YOUR TASK ▸ Copy the items below word for word, from the line containing "Given the photograph above, point out the snow-covered" through the end of the items, including both ends.

RAW DATA ▸
"""

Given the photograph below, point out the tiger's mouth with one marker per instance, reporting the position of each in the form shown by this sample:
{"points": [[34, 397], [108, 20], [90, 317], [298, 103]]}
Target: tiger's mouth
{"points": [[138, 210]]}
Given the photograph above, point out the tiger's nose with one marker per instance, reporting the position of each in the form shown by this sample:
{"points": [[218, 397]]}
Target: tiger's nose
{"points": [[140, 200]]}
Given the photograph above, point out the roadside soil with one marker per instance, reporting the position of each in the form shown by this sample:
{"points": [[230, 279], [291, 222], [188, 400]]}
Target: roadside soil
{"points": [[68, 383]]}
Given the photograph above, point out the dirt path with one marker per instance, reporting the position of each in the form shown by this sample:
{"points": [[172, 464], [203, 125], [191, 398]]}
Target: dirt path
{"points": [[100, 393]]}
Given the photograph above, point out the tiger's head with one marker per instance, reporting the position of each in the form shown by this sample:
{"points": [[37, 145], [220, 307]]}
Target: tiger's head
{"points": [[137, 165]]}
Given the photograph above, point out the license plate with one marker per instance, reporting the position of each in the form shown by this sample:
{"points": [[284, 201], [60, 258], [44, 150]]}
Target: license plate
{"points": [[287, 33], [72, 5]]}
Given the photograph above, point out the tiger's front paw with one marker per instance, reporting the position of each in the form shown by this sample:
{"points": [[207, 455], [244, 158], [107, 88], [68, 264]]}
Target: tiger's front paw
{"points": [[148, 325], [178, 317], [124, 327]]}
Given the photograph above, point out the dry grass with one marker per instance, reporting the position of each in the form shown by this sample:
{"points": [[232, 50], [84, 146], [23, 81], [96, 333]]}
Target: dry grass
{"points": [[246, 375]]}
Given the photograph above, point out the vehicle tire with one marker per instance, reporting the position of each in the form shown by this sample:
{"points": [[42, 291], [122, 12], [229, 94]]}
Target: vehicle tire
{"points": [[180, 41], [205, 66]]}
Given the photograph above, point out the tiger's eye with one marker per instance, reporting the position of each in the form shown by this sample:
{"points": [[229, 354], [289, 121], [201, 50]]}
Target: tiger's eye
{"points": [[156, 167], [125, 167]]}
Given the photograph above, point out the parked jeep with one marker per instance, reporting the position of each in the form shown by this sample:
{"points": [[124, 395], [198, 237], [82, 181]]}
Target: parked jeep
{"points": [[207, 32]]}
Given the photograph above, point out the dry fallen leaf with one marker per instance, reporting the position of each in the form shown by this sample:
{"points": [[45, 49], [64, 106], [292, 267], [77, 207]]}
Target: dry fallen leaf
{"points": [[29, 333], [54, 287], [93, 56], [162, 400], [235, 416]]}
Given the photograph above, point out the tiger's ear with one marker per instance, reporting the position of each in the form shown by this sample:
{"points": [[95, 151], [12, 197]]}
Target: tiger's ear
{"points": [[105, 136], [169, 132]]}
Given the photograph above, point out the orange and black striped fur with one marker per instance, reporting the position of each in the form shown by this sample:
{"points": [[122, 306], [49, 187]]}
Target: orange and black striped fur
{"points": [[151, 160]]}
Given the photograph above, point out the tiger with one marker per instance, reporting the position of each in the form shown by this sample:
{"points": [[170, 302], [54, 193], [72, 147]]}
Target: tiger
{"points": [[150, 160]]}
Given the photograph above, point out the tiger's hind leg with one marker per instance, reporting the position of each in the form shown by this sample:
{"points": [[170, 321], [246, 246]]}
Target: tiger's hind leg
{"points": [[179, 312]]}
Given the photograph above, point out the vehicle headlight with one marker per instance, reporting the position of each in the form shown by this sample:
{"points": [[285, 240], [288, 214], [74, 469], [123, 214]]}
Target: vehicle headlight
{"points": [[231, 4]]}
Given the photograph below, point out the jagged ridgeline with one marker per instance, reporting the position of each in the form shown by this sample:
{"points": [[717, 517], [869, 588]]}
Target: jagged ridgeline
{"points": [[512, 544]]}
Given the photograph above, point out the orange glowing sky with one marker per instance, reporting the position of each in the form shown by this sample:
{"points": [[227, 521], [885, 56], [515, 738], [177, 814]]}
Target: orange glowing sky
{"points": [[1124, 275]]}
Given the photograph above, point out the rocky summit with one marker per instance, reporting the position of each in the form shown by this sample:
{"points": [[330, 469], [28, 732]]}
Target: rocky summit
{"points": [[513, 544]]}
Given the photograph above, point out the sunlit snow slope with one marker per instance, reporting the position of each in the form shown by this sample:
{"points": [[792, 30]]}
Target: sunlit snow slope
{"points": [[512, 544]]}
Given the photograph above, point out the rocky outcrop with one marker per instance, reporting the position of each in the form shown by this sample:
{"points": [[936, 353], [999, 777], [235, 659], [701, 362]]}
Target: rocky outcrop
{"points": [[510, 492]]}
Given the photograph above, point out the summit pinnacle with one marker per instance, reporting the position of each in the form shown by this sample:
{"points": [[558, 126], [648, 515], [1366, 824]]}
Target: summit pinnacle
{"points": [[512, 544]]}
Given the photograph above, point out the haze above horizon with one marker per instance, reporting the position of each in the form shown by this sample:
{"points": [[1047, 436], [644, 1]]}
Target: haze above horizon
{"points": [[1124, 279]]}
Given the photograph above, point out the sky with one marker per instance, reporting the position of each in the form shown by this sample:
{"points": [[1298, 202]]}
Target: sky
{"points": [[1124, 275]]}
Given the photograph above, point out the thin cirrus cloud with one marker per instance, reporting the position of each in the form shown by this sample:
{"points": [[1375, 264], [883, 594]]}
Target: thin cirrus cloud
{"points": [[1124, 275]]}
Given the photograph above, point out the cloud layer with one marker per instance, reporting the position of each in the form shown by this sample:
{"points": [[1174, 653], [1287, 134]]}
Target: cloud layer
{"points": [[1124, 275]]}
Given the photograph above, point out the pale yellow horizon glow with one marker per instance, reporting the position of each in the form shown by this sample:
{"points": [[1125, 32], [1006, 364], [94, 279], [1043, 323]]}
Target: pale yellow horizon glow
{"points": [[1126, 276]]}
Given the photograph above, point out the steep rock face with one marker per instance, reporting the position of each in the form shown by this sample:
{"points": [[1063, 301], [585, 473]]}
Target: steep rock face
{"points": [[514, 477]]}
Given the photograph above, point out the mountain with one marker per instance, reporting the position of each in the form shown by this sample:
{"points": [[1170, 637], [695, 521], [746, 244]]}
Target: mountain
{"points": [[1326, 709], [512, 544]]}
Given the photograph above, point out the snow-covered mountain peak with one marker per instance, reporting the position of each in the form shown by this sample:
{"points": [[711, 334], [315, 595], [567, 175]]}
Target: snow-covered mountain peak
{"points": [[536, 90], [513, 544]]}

"""

EXPECTED OUTPUT ▸
Given the photograph above, point out the snow-covered mountain peak with one marker per instance, reporting the position of each in the form shown by this sample:
{"points": [[711, 334], [315, 595], [567, 175]]}
Target: snow-covered mountain peak
{"points": [[536, 90], [513, 544]]}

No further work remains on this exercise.